## TO DO
Repeat all entries exactly.

# # # # # # #

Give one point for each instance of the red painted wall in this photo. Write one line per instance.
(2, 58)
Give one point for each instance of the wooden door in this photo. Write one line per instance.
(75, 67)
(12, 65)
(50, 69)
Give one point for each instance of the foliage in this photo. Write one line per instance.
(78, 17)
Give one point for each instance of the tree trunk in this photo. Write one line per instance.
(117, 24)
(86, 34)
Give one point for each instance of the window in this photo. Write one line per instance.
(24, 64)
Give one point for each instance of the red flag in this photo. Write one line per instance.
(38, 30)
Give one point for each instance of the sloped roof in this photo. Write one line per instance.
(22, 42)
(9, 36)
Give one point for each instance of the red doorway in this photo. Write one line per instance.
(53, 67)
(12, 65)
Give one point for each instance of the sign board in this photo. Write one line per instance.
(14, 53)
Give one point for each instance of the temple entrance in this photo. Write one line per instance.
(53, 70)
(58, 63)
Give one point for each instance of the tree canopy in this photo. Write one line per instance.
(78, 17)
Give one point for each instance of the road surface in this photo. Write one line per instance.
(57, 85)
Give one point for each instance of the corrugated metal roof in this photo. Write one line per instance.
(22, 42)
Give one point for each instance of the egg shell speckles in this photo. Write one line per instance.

# # # # # # #

## SOLVED EXERCISE
Give one point for each instance of the red painted wall in this photo. Write one line per instance.
(2, 58)
Give one point for each instance of the wooden door in this photo. Write one line per instance.
(75, 67)
(12, 65)
(50, 69)
Give one point for each instance of the foliage in this photo. Write one line per instance.
(78, 17)
Give one point for each instance of the tree trunk in this photo. Write one line per instance.
(117, 24)
(86, 34)
Give one point for each instance of the window in this photo. Write one line per instance.
(24, 64)
Give one point for each instance of the red flag in this photo. Write one line per instance.
(38, 30)
Give one point for each instance of the sloped roof in this photo. Write one line per instance.
(22, 42)
(9, 36)
Give one point for each instance of the red doorway in this photo. Write one line per instance.
(53, 67)
(12, 65)
Give one point for each instance of the sign board in this photo. Write one line per instance.
(14, 53)
Give one point for each instance of the temple entrance in this photo. Write one line per instance.
(53, 70)
(58, 63)
Give one point for each instance of the tree canopy in this photo. Write one line per instance.
(78, 17)
Give one point for each instance of the road surface in this photo. Write one line per instance.
(57, 85)
Give one point for each instance of the corrugated metal roof in this photo. Write one line per instance.
(22, 42)
Give one point for each instance of the egg shell speckles in this photo. Write one line per instance.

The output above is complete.